### ASSIGNED TASK
Transcribe all the data below exactly, leaving its pictures out.
☆ ☆ ☆
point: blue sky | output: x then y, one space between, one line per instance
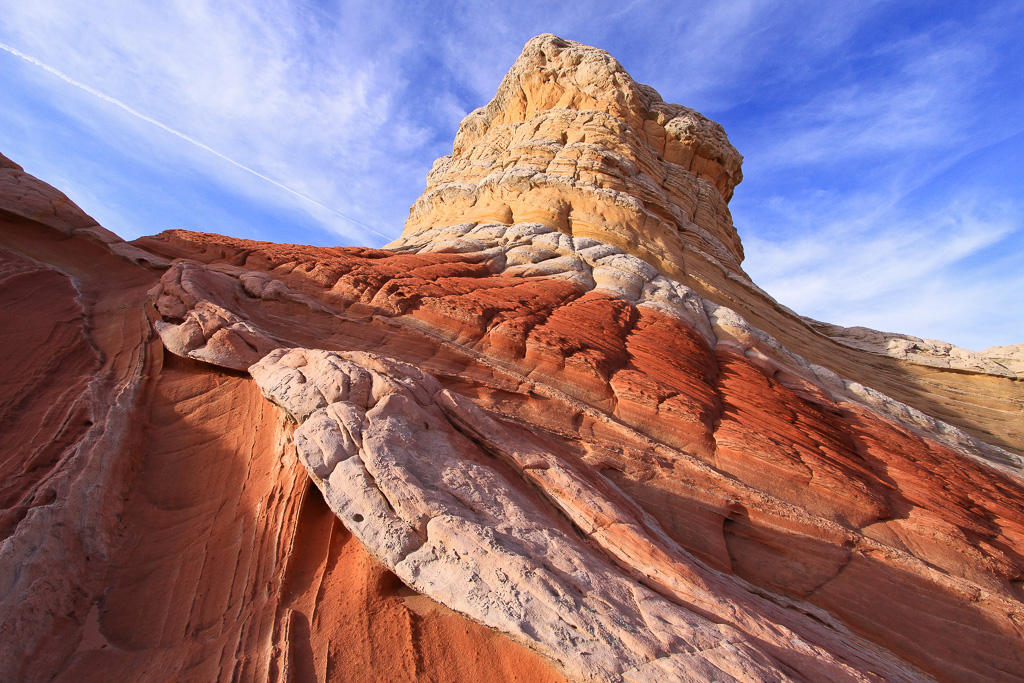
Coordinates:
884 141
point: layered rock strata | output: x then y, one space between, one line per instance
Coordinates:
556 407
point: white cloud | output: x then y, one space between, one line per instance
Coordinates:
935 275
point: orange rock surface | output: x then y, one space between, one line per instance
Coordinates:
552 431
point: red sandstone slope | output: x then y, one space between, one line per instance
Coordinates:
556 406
☆ ☆ ☆
### OUTPUT OF THE EXERCISE
point: blue sky | output: x then y, one space between, one line per instance
Coordinates:
884 141
point: layered rock strata | output: x then y, one space between, one line per instance
Coordinates:
556 407
point: white cloud | output: x then y, one space between, one line per instance
Coordinates:
935 275
point: orange rock surface | output: x then y, one space between, one line per instance
Coordinates:
552 431
point: red sandstone slope | output: x then y, one space between, one line per instance
Coordinates:
556 406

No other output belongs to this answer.